▶ **Goal**:
Retype all of the items below verbatim, keeping every line, character, and space unchanged.

::: Data rows :::

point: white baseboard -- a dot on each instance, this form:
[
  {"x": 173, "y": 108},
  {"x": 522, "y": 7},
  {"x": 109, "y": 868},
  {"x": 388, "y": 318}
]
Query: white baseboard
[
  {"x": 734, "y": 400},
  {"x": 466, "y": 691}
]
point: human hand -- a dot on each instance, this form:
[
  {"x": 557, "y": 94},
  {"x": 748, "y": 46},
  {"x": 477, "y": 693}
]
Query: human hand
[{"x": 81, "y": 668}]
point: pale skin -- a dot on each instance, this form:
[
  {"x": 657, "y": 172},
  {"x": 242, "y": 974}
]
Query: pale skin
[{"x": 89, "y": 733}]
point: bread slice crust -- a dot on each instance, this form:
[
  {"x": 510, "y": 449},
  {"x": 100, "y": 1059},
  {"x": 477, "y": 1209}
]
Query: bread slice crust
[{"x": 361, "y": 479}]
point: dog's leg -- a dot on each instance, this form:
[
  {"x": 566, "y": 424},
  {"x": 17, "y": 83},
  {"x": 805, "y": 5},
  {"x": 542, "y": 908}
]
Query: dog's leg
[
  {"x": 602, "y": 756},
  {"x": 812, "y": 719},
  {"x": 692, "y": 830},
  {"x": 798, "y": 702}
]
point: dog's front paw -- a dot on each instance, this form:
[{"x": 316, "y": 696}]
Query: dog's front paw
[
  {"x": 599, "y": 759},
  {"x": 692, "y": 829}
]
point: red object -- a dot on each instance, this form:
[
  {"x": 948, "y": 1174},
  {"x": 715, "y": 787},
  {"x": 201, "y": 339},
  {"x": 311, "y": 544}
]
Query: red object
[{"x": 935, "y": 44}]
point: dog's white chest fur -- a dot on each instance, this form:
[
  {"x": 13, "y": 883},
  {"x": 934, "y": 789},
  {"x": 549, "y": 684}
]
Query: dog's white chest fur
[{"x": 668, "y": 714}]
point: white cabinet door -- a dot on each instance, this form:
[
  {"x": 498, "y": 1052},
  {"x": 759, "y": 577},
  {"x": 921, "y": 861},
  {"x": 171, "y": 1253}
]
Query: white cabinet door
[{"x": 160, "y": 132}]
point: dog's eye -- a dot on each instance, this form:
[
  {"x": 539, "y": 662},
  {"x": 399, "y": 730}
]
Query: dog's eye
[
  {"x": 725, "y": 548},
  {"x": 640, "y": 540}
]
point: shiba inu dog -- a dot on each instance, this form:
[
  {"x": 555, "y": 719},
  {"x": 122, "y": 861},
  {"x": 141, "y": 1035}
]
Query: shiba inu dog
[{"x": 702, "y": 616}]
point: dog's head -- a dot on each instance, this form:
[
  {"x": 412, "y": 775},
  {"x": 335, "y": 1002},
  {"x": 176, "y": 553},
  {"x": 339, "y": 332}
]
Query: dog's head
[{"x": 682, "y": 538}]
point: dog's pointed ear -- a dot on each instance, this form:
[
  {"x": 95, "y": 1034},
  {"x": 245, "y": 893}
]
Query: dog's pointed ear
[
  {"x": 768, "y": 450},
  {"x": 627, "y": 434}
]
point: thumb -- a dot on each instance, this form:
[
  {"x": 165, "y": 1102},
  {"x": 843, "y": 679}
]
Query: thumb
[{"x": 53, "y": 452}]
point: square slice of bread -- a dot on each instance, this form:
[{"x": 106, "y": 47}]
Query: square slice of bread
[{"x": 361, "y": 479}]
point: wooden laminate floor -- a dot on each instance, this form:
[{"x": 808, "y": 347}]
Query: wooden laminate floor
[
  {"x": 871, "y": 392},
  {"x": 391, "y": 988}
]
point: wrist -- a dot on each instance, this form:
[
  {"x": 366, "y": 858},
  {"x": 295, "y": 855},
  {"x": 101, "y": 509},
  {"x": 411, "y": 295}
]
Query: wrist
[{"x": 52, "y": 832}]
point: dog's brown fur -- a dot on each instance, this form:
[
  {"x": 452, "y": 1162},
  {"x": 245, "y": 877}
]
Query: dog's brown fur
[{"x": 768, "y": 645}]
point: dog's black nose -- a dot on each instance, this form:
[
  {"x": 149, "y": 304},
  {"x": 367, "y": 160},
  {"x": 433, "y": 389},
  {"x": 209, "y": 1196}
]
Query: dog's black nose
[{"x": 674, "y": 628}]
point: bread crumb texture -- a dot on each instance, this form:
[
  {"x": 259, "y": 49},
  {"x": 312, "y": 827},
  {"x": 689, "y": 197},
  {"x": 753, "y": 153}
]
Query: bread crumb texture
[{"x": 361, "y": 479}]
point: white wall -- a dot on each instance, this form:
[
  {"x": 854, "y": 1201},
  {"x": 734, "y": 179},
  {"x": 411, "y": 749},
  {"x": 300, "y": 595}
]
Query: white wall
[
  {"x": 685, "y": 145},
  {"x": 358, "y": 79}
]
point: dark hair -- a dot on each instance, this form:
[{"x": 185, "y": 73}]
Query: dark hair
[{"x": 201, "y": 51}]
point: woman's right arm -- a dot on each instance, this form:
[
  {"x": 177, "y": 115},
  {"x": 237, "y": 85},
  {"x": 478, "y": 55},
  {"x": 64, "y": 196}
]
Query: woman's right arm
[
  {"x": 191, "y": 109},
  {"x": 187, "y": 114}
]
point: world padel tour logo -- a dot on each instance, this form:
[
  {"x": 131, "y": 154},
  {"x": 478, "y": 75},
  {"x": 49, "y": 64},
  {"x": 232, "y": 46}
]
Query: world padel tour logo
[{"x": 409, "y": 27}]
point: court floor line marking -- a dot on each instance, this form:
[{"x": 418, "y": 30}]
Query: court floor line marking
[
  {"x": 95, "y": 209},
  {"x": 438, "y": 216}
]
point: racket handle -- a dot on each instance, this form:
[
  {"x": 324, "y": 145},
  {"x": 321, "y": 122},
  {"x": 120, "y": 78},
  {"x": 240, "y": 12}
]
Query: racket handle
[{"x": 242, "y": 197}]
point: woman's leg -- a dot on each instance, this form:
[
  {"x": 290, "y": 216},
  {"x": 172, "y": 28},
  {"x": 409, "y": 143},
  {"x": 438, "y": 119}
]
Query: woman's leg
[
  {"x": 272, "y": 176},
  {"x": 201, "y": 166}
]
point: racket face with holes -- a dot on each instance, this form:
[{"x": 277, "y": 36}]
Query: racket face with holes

:::

▶ **Response for this exercise**:
point: white baseboard -- a dot on each instance, this form:
[
  {"x": 173, "y": 108},
  {"x": 522, "y": 7},
  {"x": 109, "y": 868},
  {"x": 388, "y": 318}
]
Query: white baseboard
[
  {"x": 734, "y": 400},
  {"x": 466, "y": 691}
]
point: human hand -- a dot on each instance, this form:
[
  {"x": 557, "y": 94},
  {"x": 748, "y": 46},
  {"x": 477, "y": 693}
]
Query: human hand
[{"x": 81, "y": 668}]
point: pale skin -- a dot on each instance, this form:
[
  {"x": 657, "y": 172},
  {"x": 242, "y": 974}
]
Query: pale skin
[{"x": 89, "y": 733}]
point: bread slice crust -- a dot on each instance, this form:
[
  {"x": 510, "y": 449},
  {"x": 100, "y": 1059},
  {"x": 477, "y": 1209}
]
Query: bread slice crust
[{"x": 361, "y": 479}]
point: dog's leg -- a dot on each instance, this form:
[
  {"x": 566, "y": 424},
  {"x": 17, "y": 83},
  {"x": 805, "y": 5},
  {"x": 542, "y": 908}
]
Query: dog's leg
[
  {"x": 602, "y": 756},
  {"x": 812, "y": 719},
  {"x": 692, "y": 830},
  {"x": 798, "y": 702}
]
point: dog's front paw -- a dot on each instance, this form:
[{"x": 316, "y": 696}]
Query: dog's front paw
[
  {"x": 599, "y": 759},
  {"x": 692, "y": 829}
]
point: red object -- a dot on each instance, this form:
[
  {"x": 948, "y": 1174},
  {"x": 715, "y": 787},
  {"x": 201, "y": 339},
  {"x": 311, "y": 544}
]
Query: red object
[{"x": 935, "y": 44}]
point: dog's white chest fur -- a dot on each instance, this form:
[
  {"x": 13, "y": 883},
  {"x": 934, "y": 789},
  {"x": 549, "y": 684}
]
Query: dog's white chest fur
[{"x": 668, "y": 714}]
point: white cabinet door -- a dot on each instance, this form:
[
  {"x": 498, "y": 1052},
  {"x": 759, "y": 577},
  {"x": 921, "y": 861},
  {"x": 171, "y": 1253}
]
Query: white cabinet door
[{"x": 160, "y": 132}]
point: dog's eye -- a dot on each instance, this form:
[
  {"x": 539, "y": 662},
  {"x": 399, "y": 730}
]
Query: dog's eye
[
  {"x": 725, "y": 548},
  {"x": 640, "y": 540}
]
point: shiba inu dog -- a dot on each instance, this form:
[
  {"x": 555, "y": 719},
  {"x": 122, "y": 861},
  {"x": 141, "y": 1035}
]
Query: shiba inu dog
[{"x": 702, "y": 616}]
point: dog's head -- a dot on each instance, this form:
[
  {"x": 412, "y": 775},
  {"x": 335, "y": 1002},
  {"x": 176, "y": 553},
  {"x": 339, "y": 332}
]
Query: dog's head
[{"x": 682, "y": 538}]
point: dog's pointed ear -- a dot on each instance, this form:
[
  {"x": 95, "y": 1034},
  {"x": 245, "y": 893}
]
Query: dog's pointed ear
[
  {"x": 768, "y": 450},
  {"x": 627, "y": 434}
]
point: thumb -- a dot on each instance, this form:
[
  {"x": 165, "y": 1102},
  {"x": 843, "y": 679}
]
Query: thumb
[{"x": 53, "y": 452}]
point: square slice of bread -- a dot on each instance, this form:
[{"x": 106, "y": 47}]
Query: square slice of bread
[{"x": 361, "y": 479}]
point: wooden laminate floor -- a dot on each instance, this form:
[{"x": 808, "y": 347}]
Query: wooden laminate floor
[
  {"x": 871, "y": 392},
  {"x": 391, "y": 988}
]
point: wrist -- a dot on each instance, this form:
[
  {"x": 366, "y": 858},
  {"x": 295, "y": 855},
  {"x": 101, "y": 509},
  {"x": 411, "y": 295}
]
Query: wrist
[{"x": 52, "y": 832}]
point: dog's brown fur -- a dot on each instance, this form:
[
  {"x": 452, "y": 1162},
  {"x": 245, "y": 877}
]
Query: dog's brown fur
[{"x": 768, "y": 645}]
point: dog's black nose -- a dot on each instance, this form:
[
  {"x": 149, "y": 304},
  {"x": 367, "y": 160},
  {"x": 433, "y": 389},
  {"x": 209, "y": 1196}
]
Query: dog's black nose
[{"x": 674, "y": 628}]
point: bread crumb texture -- a dot on each instance, this form:
[
  {"x": 259, "y": 49},
  {"x": 312, "y": 827},
  {"x": 689, "y": 197},
  {"x": 753, "y": 153}
]
Query: bread crumb texture
[{"x": 361, "y": 479}]
point: white wall -- a dot on each instance, this form:
[
  {"x": 854, "y": 1201},
  {"x": 734, "y": 179},
  {"x": 411, "y": 749},
  {"x": 300, "y": 595}
]
Query: white wall
[
  {"x": 685, "y": 145},
  {"x": 358, "y": 79}
]
point: dark hair -- a dot on each instance, this form:
[{"x": 185, "y": 73}]
Query: dark hair
[{"x": 201, "y": 51}]
point: woman's right arm -- a dot on each instance, this form:
[
  {"x": 177, "y": 115},
  {"x": 237, "y": 85},
  {"x": 478, "y": 55},
  {"x": 64, "y": 196}
]
Query: woman's right arm
[
  {"x": 191, "y": 109},
  {"x": 187, "y": 114}
]
point: world padel tour logo -- a dot on each instance, this form:
[
  {"x": 131, "y": 154},
  {"x": 478, "y": 75},
  {"x": 49, "y": 64},
  {"x": 232, "y": 46}
]
Query: world padel tour logo
[{"x": 409, "y": 27}]
point: court floor line marking -- a dot on each instance, this form:
[{"x": 418, "y": 30}]
Query: court floor line marking
[
  {"x": 95, "y": 209},
  {"x": 438, "y": 216}
]
point: racket handle -- a dot on each instance, this form:
[
  {"x": 324, "y": 145},
  {"x": 321, "y": 122},
  {"x": 120, "y": 78},
  {"x": 240, "y": 12}
]
Query: racket handle
[{"x": 242, "y": 197}]
point: woman's leg -- a dot on each instance, this form:
[
  {"x": 290, "y": 216},
  {"x": 172, "y": 28},
  {"x": 409, "y": 143},
  {"x": 438, "y": 119}
]
Query: woman's leg
[
  {"x": 272, "y": 176},
  {"x": 201, "y": 166}
]
point: racket face with holes -- a dot on each instance, this form:
[{"x": 277, "y": 36}]
Query: racket face with holes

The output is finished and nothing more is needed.